(Saved data entries)

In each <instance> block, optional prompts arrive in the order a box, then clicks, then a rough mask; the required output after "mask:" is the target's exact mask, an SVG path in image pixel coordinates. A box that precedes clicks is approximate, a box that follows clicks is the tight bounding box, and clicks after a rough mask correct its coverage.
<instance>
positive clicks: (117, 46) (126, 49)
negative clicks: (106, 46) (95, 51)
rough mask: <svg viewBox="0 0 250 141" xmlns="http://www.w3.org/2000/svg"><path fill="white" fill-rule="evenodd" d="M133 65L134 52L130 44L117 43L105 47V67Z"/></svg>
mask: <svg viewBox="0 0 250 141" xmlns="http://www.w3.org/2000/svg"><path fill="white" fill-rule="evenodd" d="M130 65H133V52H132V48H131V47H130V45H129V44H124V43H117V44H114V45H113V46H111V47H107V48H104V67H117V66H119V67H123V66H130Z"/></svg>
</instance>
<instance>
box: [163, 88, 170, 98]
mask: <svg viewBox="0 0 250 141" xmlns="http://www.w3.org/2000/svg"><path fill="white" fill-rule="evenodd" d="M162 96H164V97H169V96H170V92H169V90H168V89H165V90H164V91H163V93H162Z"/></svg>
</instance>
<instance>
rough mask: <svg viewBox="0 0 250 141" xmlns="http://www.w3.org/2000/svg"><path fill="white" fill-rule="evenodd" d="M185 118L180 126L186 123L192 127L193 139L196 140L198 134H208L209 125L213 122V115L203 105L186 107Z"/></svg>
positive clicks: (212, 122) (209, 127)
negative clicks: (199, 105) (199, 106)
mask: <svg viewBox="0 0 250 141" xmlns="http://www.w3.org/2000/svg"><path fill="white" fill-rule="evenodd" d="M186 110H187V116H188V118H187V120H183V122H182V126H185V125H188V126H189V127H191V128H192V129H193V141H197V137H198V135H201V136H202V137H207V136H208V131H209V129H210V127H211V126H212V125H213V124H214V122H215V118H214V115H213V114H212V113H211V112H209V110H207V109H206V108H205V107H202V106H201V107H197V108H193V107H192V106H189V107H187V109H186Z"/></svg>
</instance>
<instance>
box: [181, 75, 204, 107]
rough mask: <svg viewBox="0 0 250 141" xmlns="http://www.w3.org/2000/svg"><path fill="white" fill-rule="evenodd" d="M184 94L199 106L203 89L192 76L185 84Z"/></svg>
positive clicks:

#### [TASK GOAL]
Scan the records above and show every line in which the word "positive" occurs.

#### [RESPONSE TO THIS TASK]
positive clicks: (117, 46) (126, 49)
positive clicks: (212, 122) (209, 127)
positive clicks:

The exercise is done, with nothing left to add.